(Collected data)
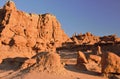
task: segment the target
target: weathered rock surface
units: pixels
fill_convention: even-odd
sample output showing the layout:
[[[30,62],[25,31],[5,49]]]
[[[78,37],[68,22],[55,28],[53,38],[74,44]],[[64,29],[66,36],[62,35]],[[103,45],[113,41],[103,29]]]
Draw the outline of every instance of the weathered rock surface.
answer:
[[[21,69],[47,71],[47,72],[61,72],[64,70],[63,65],[60,62],[60,56],[57,53],[41,52],[28,59],[21,66]]]
[[[118,38],[117,35],[115,35],[115,34],[100,37],[101,43],[114,43],[114,42],[119,42],[119,41],[120,41],[120,38]]]
[[[24,61],[24,63],[21,65],[21,70],[23,69],[27,69],[31,66],[33,66],[34,64],[36,64],[36,59],[27,59],[26,61]]]
[[[103,53],[102,73],[120,74],[120,57],[112,52]]]
[[[0,58],[13,56],[12,53],[14,57],[32,57],[68,39],[52,14],[25,13],[17,10],[12,1],[0,9]]]
[[[76,44],[95,44],[100,41],[98,36],[94,36],[90,32],[87,32],[86,34],[74,35],[71,39]]]
[[[101,62],[101,57],[97,55],[90,55],[89,59],[91,59],[92,61],[95,61],[98,64],[100,64]]]
[[[77,54],[77,64],[76,66],[80,69],[80,70],[87,70],[86,68],[86,64],[88,63],[86,56],[83,52],[78,51]]]
[[[90,32],[87,32],[85,34],[78,34],[73,35],[71,37],[72,41],[75,44],[85,44],[85,45],[94,45],[95,43],[116,43],[120,42],[120,38],[117,37],[117,35],[108,35],[108,36],[95,36],[91,34]]]
[[[88,63],[86,56],[83,52],[78,51],[78,55],[77,55],[77,64],[79,63]]]

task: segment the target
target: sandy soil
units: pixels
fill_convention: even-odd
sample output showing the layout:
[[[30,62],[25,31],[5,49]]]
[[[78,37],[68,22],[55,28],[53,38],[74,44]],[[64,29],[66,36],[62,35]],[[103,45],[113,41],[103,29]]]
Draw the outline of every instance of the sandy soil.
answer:
[[[80,73],[80,72],[73,72],[67,71],[64,74],[48,74],[48,73],[29,73],[23,79],[107,79],[103,77],[98,77],[95,75]],[[46,75],[47,74],[47,75]]]
[[[69,68],[71,68],[71,70],[65,70],[59,74],[48,72],[29,72],[24,74],[19,71],[6,71],[0,73],[0,79],[107,79],[96,73],[87,71],[78,72],[78,70],[72,66]]]
[[[100,73],[81,71],[76,68],[76,52],[61,52],[61,62],[66,63],[65,70],[60,73],[48,73],[37,71],[20,71],[14,66],[0,65],[0,79],[108,79]],[[74,54],[73,54],[74,53]],[[7,69],[6,69],[7,67]]]

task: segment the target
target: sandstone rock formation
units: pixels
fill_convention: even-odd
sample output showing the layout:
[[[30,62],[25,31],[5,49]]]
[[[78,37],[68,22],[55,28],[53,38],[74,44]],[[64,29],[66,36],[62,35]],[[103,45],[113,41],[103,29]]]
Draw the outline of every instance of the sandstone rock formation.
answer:
[[[120,57],[113,52],[106,52],[102,55],[102,73],[120,74]]]
[[[78,55],[77,55],[77,64],[79,63],[88,63],[86,56],[83,52],[78,51]]]
[[[29,67],[32,67],[34,64],[36,64],[36,59],[27,59],[26,61],[24,61],[24,63],[21,65],[20,69],[24,70],[27,69]]]
[[[108,36],[95,36],[91,34],[90,32],[87,32],[85,34],[74,34],[71,37],[72,41],[75,42],[75,44],[80,45],[94,45],[96,43],[116,43],[120,42],[120,38],[117,37],[117,35],[108,35]]]
[[[119,41],[120,41],[119,38],[115,34],[100,37],[100,42],[101,43],[114,43],[114,42],[119,42]]]
[[[77,67],[80,70],[87,70],[86,68],[86,64],[88,63],[86,56],[83,52],[78,51],[78,55],[77,55]]]
[[[0,9],[0,58],[30,58],[36,52],[55,50],[68,39],[52,14],[25,13],[12,1]]]
[[[47,71],[53,73],[59,73],[64,70],[63,65],[60,62],[60,56],[57,53],[41,52],[32,57],[32,59],[26,60],[21,69],[30,69],[36,71]]]
[[[76,40],[74,41],[75,38]],[[71,39],[77,44],[95,44],[100,41],[98,36],[94,36],[90,32],[87,32],[86,34],[74,35]]]
[[[101,57],[97,56],[97,55],[90,55],[89,59],[91,59],[92,61],[95,61],[98,64],[100,64],[100,62],[101,62]]]
[[[102,49],[101,49],[101,46],[94,46],[92,47],[92,53],[95,54],[95,55],[101,55],[102,54]]]
[[[66,61],[74,64],[77,59],[76,66],[81,70],[100,72],[102,68],[104,74],[120,74],[120,38],[116,35],[99,37],[87,32],[75,34],[70,39],[52,14],[25,13],[12,1],[0,8],[1,70],[63,73],[64,67],[56,53],[56,48],[62,46],[69,49],[59,51],[63,60],[66,57]],[[76,51],[79,51],[77,58]],[[69,68],[72,67],[69,65]]]

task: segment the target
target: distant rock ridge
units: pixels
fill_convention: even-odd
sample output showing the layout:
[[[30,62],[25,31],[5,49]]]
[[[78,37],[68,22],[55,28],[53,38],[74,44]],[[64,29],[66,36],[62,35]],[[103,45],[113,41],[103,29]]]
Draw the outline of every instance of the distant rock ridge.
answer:
[[[13,1],[0,9],[0,55],[31,57],[53,51],[68,39],[52,14],[25,13],[17,10]]]
[[[99,36],[95,36],[91,34],[90,32],[87,32],[85,34],[78,34],[71,37],[71,39],[76,44],[95,44],[100,41]],[[76,39],[76,41],[75,41]]]
[[[95,36],[90,32],[86,32],[85,34],[74,34],[71,37],[71,40],[77,45],[94,45],[96,43],[116,43],[120,42],[120,38],[117,35],[108,35],[108,36]]]

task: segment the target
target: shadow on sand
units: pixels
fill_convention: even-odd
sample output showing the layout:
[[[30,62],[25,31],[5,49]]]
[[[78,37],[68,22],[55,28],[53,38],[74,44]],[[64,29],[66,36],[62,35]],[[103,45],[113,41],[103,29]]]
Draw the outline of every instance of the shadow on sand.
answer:
[[[3,71],[14,70],[14,71],[16,71],[20,68],[20,66],[27,59],[28,58],[26,58],[26,57],[16,57],[16,58],[3,59],[2,63],[0,64],[0,70],[3,70]]]
[[[67,64],[65,68],[69,71],[73,71],[77,73],[84,73],[84,74],[93,75],[93,76],[102,76],[102,74],[99,72],[93,72],[93,71],[88,71],[86,69],[80,69],[74,64]]]

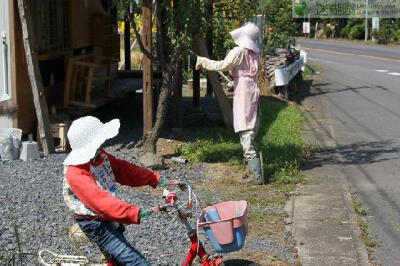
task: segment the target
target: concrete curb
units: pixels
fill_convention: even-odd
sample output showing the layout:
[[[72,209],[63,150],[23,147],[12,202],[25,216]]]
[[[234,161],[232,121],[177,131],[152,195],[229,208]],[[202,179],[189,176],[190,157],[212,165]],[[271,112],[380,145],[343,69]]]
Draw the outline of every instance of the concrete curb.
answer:
[[[346,204],[346,208],[348,210],[350,223],[353,225],[352,226],[352,233],[353,233],[353,240],[354,240],[353,243],[356,248],[357,256],[359,259],[359,264],[360,265],[370,265],[367,249],[365,247],[364,242],[360,238],[361,229],[358,226],[357,214],[353,207],[353,201],[351,199],[349,188],[342,186],[342,195],[343,195],[344,202]]]

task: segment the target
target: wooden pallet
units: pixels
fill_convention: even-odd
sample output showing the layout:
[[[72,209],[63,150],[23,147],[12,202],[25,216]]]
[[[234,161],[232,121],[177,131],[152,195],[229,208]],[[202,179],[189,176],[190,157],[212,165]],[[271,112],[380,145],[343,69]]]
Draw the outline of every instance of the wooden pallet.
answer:
[[[89,108],[96,108],[92,103],[91,93],[93,82],[96,80],[104,82],[104,93],[110,95],[111,67],[115,60],[108,57],[94,56],[93,54],[73,56],[68,58],[67,73],[65,75],[64,107],[77,105]],[[95,69],[106,66],[105,76],[95,76]]]

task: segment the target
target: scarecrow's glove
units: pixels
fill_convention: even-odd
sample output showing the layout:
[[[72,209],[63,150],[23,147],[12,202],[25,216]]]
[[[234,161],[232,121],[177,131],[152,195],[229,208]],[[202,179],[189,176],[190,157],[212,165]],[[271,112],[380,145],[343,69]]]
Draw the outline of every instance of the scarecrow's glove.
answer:
[[[196,60],[196,70],[199,70],[199,69],[203,68],[203,63],[204,63],[203,58],[204,58],[204,57],[201,57],[201,56],[198,56],[198,57],[197,57],[197,60]]]

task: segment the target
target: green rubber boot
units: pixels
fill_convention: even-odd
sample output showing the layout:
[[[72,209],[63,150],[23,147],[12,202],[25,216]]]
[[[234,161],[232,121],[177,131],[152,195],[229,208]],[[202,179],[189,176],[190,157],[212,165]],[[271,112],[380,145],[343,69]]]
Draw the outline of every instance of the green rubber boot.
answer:
[[[264,180],[262,176],[261,161],[259,158],[251,159],[247,162],[250,170],[250,175],[244,179],[244,183],[249,185],[263,185]]]

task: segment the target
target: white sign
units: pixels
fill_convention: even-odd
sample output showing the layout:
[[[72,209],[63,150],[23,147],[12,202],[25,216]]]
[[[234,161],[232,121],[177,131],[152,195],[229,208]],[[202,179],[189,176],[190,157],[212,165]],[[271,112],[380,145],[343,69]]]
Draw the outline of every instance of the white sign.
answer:
[[[379,30],[379,18],[378,17],[372,18],[372,29]]]
[[[400,17],[399,0],[292,0],[294,18]]]
[[[303,33],[310,33],[310,22],[303,22]]]

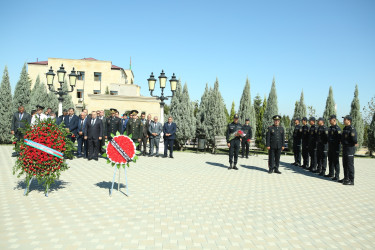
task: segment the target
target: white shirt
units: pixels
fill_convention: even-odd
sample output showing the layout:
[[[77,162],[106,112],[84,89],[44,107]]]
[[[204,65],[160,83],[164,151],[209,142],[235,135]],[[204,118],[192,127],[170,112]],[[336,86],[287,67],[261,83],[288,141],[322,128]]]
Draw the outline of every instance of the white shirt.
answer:
[[[35,125],[38,121],[38,119],[40,119],[40,121],[44,121],[44,120],[47,120],[47,116],[43,113],[41,113],[40,115],[39,114],[35,114],[33,115],[33,117],[31,118],[31,125]]]

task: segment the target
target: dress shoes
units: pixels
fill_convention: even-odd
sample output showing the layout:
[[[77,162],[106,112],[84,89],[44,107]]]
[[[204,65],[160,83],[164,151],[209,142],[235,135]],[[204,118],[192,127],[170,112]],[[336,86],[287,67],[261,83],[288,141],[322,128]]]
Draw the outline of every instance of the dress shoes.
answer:
[[[333,180],[333,181],[339,181],[339,178],[333,177],[331,180]]]
[[[273,172],[273,169],[268,170],[269,174],[272,174],[272,172]]]
[[[163,155],[163,158],[167,158],[168,156],[166,156],[166,155]]]
[[[354,185],[354,181],[346,180],[343,183],[344,185]]]
[[[173,159],[174,157],[173,157],[173,155],[170,155],[169,158],[172,158],[172,159]]]
[[[231,170],[232,169],[232,163],[229,164],[229,167],[228,167],[228,170]]]
[[[326,174],[324,177],[327,177],[327,178],[333,178],[333,175]]]
[[[339,180],[340,183],[344,183],[345,181],[347,181],[347,180],[346,179]]]
[[[238,167],[236,165],[233,166],[234,170],[238,170]]]
[[[320,172],[320,173],[319,173],[319,176],[324,176],[324,173],[323,173],[323,172]]]
[[[276,174],[281,174],[281,172],[278,169],[275,169]]]
[[[95,161],[98,161],[98,158],[94,158]]]

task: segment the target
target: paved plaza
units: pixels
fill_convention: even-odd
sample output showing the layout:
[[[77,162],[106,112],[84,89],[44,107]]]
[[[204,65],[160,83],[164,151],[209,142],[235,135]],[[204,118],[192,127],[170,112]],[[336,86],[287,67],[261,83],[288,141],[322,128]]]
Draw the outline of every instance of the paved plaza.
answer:
[[[109,197],[104,159],[68,161],[45,197],[12,174],[0,146],[0,249],[375,248],[375,160],[356,158],[355,186],[289,165],[269,175],[267,157],[175,153],[140,157]],[[342,174],[341,176],[342,177]],[[115,187],[117,187],[117,178]]]

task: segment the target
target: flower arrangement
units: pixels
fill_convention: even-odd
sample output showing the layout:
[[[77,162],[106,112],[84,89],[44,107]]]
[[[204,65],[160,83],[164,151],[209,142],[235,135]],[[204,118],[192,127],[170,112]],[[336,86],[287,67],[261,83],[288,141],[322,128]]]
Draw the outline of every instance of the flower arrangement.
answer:
[[[65,130],[64,124],[57,125],[51,118],[32,126],[27,124],[22,133],[24,140],[17,143],[19,156],[13,174],[18,172],[18,178],[26,175],[26,190],[30,180],[36,178],[39,184],[43,183],[47,194],[50,185],[62,171],[68,169],[64,155],[72,157],[73,143],[67,137],[70,133]]]
[[[236,137],[245,137],[246,134],[242,130],[237,130],[236,132],[229,135],[229,141],[233,140]]]

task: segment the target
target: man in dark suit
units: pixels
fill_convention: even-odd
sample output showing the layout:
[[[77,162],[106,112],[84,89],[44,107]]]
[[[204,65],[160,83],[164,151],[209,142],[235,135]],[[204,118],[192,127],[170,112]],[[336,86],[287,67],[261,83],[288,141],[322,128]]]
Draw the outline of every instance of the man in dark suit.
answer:
[[[132,135],[132,140],[136,142],[141,142],[141,134],[142,134],[142,128],[141,128],[141,120],[137,119],[137,110],[132,110],[132,119],[129,119],[128,123],[126,124],[126,133],[128,135]],[[139,149],[140,145],[138,145]]]
[[[78,135],[79,118],[74,114],[74,108],[68,110],[68,115],[64,117],[65,128],[71,133],[69,139],[74,143]]]
[[[128,121],[129,121],[128,114],[124,113],[121,118],[121,131],[120,131],[121,134],[124,134],[124,132],[126,131],[126,125],[128,124]]]
[[[268,149],[268,173],[281,174],[279,171],[280,155],[284,150],[285,132],[284,128],[280,126],[281,116],[275,115],[272,117],[273,125],[268,127],[266,137],[266,147]]]
[[[18,107],[18,112],[13,114],[12,124],[10,128],[10,133],[16,137],[17,142],[23,139],[23,134],[20,129],[25,128],[26,123],[30,124],[31,116],[25,112],[25,108],[20,105]],[[17,145],[17,144],[16,144]],[[17,152],[14,152],[12,156],[17,156]]]
[[[111,111],[111,117],[109,117],[108,119],[106,119],[106,122],[107,122],[107,139],[108,141],[112,140],[112,136],[111,134],[115,135],[116,136],[116,133],[117,132],[120,132],[121,133],[121,119],[116,117],[116,112],[117,109],[113,109],[111,108],[110,109]]]
[[[85,140],[85,129],[86,129],[86,123],[88,118],[86,117],[86,113],[82,112],[80,120],[78,122],[78,148],[77,148],[77,157],[81,158],[87,158],[87,151],[88,151],[88,145],[87,140]]]
[[[159,157],[160,134],[163,131],[163,125],[158,122],[158,117],[154,117],[154,121],[150,122],[148,132],[150,133],[150,156],[154,156],[154,147],[156,148],[156,157]]]
[[[169,157],[173,158],[173,144],[176,139],[176,123],[173,122],[172,116],[168,118],[168,122],[164,123],[163,133],[164,133],[164,158],[168,156],[169,148]]]
[[[60,125],[64,121],[64,117],[68,115],[68,110],[64,109],[63,114],[57,117],[56,124]]]
[[[142,112],[141,114],[141,134],[140,134],[140,139],[141,141],[139,142],[139,149],[142,150],[143,146],[143,152],[142,155],[146,155],[146,148],[147,148],[147,141],[148,141],[148,126],[150,124],[147,124],[146,120],[146,113]]]
[[[102,121],[102,124],[103,124],[103,135],[102,135],[102,139],[99,141],[100,143],[99,152],[100,154],[104,154],[105,149],[103,148],[103,146],[105,146],[105,140],[107,139],[107,118],[104,115],[104,110],[99,111],[98,118]]]
[[[99,153],[99,140],[103,136],[103,123],[102,120],[97,118],[95,111],[91,113],[91,119],[86,122],[86,130],[84,139],[87,140],[89,145],[88,160],[98,160]]]

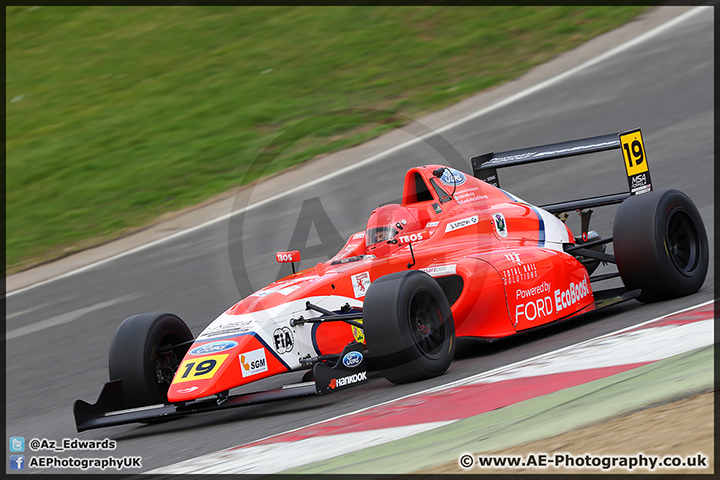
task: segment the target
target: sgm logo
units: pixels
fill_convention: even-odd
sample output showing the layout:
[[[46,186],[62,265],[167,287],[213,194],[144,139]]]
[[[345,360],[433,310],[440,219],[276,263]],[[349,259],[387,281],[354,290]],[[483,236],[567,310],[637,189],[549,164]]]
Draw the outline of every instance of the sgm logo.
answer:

● WHAT NEEDS TO BE DONE: What is needed is a verbatim copy of every line in the records above from the one containing "Draw the outline of every instance of the sandy" down to the one containing "target: sandstone rock formation", both included, and nothing more.

● SOLVED PROBLEM:
Draw the outline of every instance of the sandy soil.
answer:
[[[80,73],[80,72],[73,72],[67,71],[64,74],[48,74],[48,73],[29,73],[23,79],[107,79],[103,77],[98,77],[95,75]],[[46,75],[47,74],[47,75]]]
[[[69,68],[71,68],[71,70],[65,70],[59,74],[48,72],[29,72],[24,74],[19,71],[6,71],[0,73],[0,79],[107,79],[96,73],[87,71],[78,72],[78,70],[72,66]]]
[[[100,73],[81,71],[76,68],[76,52],[61,52],[61,62],[66,63],[65,70],[60,73],[48,73],[37,71],[20,71],[14,66],[0,65],[0,79],[108,79]],[[74,54],[73,54],[74,53]],[[7,69],[6,69],[7,67]]]

task: segment the target
target: sandstone rock formation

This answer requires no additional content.